## Selected text
I've done several checks and finally came into conclusion, that everything is fine until a mail comes to a user (kowal in this case) who has set forwarding to external account (gmail in this particular case). As I restarted postfix several times, I noticed the same behaviour with another user forwarding his emails by appropriate sieve filter.

Since I didn't find a solution, I decided to downgrade postfix to 2.7.2 and... now everything works.

So, to summarize - be careful with upgrading postfix to 2.7.3, at least if you have it integrated with cyrus. I believie there is some bug in postfix 2.7.3, or at least some incompatibility introduced.Last edited by drrrl on Thu Mar 17, 2011 11:19 pm; edited 1 time in total

----------

## Princess Nell

Have you checked the release notes before upgrading?

----------

## drrrl

I read Release Notes on one of official postfix mirror (http://postfix.ezarticleinformation.com/official/postfix-2.7.3.RELEASE_NOTES), but found nothing that would cause incompatibilities in my current configuration.

----------

## Princess Nell

You haven't posted any config, but I specifically meant the section "Incompatibility with Postfix 2.7.2".

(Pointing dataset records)
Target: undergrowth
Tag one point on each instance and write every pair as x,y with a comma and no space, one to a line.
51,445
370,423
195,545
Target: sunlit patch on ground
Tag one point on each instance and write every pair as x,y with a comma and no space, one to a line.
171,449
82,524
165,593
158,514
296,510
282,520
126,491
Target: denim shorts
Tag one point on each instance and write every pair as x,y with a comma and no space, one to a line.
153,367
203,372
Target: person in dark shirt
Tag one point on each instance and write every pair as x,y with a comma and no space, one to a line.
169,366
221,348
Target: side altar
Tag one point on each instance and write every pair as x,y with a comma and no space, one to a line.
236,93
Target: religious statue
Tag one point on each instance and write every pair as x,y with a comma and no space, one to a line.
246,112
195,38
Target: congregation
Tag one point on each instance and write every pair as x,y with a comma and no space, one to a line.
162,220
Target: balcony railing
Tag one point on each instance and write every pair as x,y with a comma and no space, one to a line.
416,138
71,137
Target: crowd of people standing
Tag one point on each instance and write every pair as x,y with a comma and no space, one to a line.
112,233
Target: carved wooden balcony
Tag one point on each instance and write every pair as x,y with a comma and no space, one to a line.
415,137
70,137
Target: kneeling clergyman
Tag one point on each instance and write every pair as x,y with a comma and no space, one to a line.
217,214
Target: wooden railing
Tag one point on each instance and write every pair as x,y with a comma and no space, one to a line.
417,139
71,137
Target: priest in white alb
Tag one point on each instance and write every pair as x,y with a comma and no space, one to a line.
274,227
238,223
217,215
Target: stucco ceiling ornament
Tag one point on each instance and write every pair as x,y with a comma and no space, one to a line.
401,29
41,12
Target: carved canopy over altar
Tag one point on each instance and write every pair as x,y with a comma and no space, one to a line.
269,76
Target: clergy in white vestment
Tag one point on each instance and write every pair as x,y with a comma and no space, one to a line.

## Actions to take
a. Reproduce the Postfix thread verbatim from "Have you checked" to "my current configuration.".
b. List every user name that appears in the Postfix thread, counting both forum posters and mail accounts.

## Solutions for each task
a.
Have you checked the release notes before upgrading?

----------

## drrrl

I read Release Notes on one of official postfix mirror (http://postfix.ezarticleinformation.com/official/postfix-2.7.3.RELEASE_NOTES), but found nothing that would cause incompatibilities in my current configuration.

b. kowal, drrrl, Princess Nell